What is asked:
A. From the memory block thread, copy the passage between "I don't have" and "comes and goes.", inclusive.
B. Name every person in the Cc line of the memory block thread, leaving out the mailing-list addresses.

Selection:
All of lore.kernel.org
 help / color / mirror / Atom feed
From: Dave Hansen <dave@sr71.net>
To: Seth Jennings <sjenning@linux.vnet.ibm.com>
Cc: Greg Kroah-Hartman <gregkh@linuxfoundation.org>,
	Nathan Fontenot <nfont@linux.vnet.ibm.com>,
	Cody P Schafer <cody@linux.vnet.ibm.com>,
	Andrew Morton <akpm@linux-foundation.org>,
	Lai Jiangshan <laijs@cn.fujitsu.com>,
	"Rafael J. Wysocki" <rafael.j.wysocki@intel.com>,
	linux-kernel@vger.kernel.org, linux-mm@kvack.org
Subject: Re: [RFC][PATCH] drivers: base: dynamic memory block creation
Date: Wed, 14 Aug 2013 14:36:34 -0700	[thread overview]
Message-ID: <520BF862.6070008@sr71.net> (raw)
In-Reply-To: <20130814211454.GA17423@variantweb.net>

On 08/14/2013 02:14 PM, Seth Jennings wrote:
> On Wed, Aug 14, 2013 at 01:47:27PM -0700, Dave Hansen wrote:
>> On 08/14/2013 12:31 PM, Seth Jennings wrote:
>>> +static unsigned long *memblock_present;
>>> +static bool largememory_enable __read_mostly;
>>
>> How would you see this getting used in practice?  Are you just going to
>> set this by default on ppc?  Or, would you ask the distros to put it on
>> the command-line by default?  Would it only affect machines larger than
>> a certain size?
> 
> It would not be on by default, but for people running into the problem
> on their large memory machines, we could enable this after verifying
> that any tools that operate on the memory block configs are "dynamic
> memory block aware"

I don't have any idea how you would do this in practice.  You can
obviously fix the dlpar tools that you're shipping for a given distro.
But, what about the other applications?  I could imagine things like
databases wanting to know when memory comes and goes.

Record set:

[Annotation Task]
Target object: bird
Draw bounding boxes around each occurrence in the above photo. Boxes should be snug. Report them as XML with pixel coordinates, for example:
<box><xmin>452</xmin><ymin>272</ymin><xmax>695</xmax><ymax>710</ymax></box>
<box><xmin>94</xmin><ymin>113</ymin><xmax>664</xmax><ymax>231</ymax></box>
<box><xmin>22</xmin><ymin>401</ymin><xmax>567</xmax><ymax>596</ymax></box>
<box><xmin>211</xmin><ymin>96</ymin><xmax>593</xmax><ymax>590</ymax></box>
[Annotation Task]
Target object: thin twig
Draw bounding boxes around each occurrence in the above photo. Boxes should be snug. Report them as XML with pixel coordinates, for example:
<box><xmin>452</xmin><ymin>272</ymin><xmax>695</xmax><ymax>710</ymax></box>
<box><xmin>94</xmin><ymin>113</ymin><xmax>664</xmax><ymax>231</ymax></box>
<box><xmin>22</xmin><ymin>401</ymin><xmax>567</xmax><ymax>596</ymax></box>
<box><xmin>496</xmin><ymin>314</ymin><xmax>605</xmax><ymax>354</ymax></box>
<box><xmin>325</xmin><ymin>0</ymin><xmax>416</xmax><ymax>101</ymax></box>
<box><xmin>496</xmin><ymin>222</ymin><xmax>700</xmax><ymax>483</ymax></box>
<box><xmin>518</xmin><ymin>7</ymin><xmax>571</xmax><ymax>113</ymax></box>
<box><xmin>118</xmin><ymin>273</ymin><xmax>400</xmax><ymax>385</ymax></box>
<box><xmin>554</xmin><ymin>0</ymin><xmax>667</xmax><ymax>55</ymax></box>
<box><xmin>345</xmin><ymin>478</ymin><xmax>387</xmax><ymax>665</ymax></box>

Answers given:
A.
I don't have any idea how you would do this in practice.  You can
obviously fix the dlpar tools that you're shipping for a given distro.
But, what about the other applications?  I could imagine things like
databases wanting to know when memory comes and goes.

B.
Greg Kroah-Hartman
Nathan Fontenot
Cody P Schafer
Andrew Morton
Lai Jiangshan
Rafael J. Wysocki